- Opening Delimiter -

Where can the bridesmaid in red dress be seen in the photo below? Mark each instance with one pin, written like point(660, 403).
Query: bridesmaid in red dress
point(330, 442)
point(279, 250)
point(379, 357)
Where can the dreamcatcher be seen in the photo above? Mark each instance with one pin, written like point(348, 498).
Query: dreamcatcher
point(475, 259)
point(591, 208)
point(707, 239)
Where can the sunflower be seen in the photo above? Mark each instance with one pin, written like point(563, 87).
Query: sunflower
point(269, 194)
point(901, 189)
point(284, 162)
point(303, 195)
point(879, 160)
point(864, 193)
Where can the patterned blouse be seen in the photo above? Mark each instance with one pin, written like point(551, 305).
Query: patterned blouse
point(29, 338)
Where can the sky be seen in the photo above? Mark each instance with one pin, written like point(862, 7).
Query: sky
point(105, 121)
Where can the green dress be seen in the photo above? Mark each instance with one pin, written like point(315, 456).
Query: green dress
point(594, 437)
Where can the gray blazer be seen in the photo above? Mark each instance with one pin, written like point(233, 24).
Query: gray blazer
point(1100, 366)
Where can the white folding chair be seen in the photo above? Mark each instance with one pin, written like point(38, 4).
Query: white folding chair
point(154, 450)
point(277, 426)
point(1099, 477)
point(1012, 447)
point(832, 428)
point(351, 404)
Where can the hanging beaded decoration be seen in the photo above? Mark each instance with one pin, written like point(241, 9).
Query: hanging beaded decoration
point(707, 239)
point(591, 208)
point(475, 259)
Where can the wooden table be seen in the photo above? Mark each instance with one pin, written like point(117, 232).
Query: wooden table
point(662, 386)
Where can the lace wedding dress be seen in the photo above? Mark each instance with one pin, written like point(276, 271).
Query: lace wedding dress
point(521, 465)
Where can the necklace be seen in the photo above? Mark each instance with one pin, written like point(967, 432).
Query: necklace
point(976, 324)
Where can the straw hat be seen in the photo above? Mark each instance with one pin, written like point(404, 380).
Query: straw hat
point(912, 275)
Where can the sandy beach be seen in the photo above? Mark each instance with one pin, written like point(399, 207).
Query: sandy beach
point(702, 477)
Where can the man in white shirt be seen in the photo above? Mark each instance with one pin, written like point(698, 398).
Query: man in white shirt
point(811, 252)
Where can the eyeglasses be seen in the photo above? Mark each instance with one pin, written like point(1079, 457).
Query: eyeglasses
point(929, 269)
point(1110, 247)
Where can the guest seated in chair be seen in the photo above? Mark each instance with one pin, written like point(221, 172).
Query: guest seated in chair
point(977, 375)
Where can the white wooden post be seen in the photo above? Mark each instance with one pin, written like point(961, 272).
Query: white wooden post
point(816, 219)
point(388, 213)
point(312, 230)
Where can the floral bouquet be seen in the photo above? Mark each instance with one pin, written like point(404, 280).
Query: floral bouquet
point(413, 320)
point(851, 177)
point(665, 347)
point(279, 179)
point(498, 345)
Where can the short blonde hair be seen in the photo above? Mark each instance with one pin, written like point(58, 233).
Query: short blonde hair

- Closing Delimiter -

**Requirement**
From the line containing "Query: wooden table" down to the final line of the records above, copy everything exactly and include nothing else.

**Written solution**
Query: wooden table
point(662, 386)
Where can the lace wedding dress be seen in the photo above? Mark each instance with one pin, written like point(276, 271).
Query: lace wedding dress
point(521, 465)
Where can the necklace be seen in the photo above? Mark each instance with one pin, written like point(967, 432).
Query: necklace
point(976, 324)
Where can the straw hat be seen in the photo above? Mark each instance with one pin, written like point(404, 380).
Query: straw hat
point(912, 275)
Where can the sandy beach be seen in the photo above? Mark each instance with one pin, written like point(399, 207).
Query: sandy beach
point(702, 477)
Where can the man in white shirt be seen in the photo above? Mark each instance with one pin, written like point(698, 398).
Query: man in white shirt
point(811, 252)
Where can the eyeglasses be seen in the photo above? Mark each instance with one pin, written like point(1079, 457).
Query: eyeglasses
point(929, 269)
point(1110, 247)
Where can the guest seated in chair be seen in the photo above? Mark each instance with one pin, written like point(221, 172).
Query: guest seated in chair
point(977, 375)
Where can the white wooden post be seen in the photo above? Mark each instance with one pin, written like point(961, 272).
Query: white wooden post
point(816, 219)
point(388, 213)
point(312, 230)
Where can the floral bouquet be seen in the photo above? Mark each instance with one pin, written like point(404, 280).
Query: floral bouquet
point(413, 320)
point(851, 177)
point(665, 347)
point(279, 179)
point(498, 345)
Where can the short blonde hair be seen in the photo above? Mark each instance with one pin, written like point(58, 233).
Query: short blonde hair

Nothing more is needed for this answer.